What is expected:
When you reproduce the entries below, keep each one exact and drop any pictures.

Referring expression data:
--
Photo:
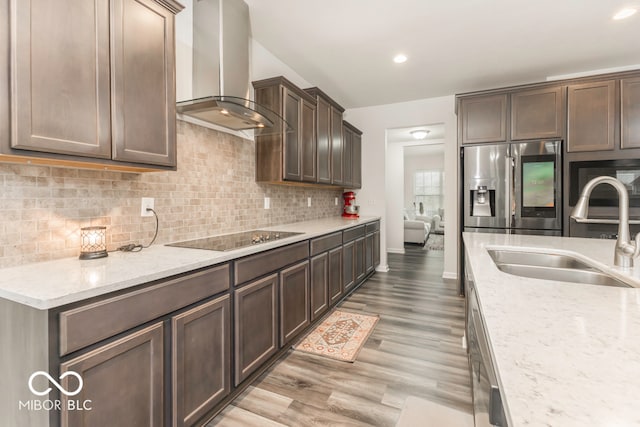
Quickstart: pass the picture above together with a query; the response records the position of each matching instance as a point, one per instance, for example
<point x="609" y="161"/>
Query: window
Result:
<point x="428" y="188"/>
--
Response below:
Photo:
Quickstart: pass the picture above together with a query; the response records the position of each matching instance as a point, one per instance, for example
<point x="609" y="161"/>
Query: window
Result:
<point x="428" y="188"/>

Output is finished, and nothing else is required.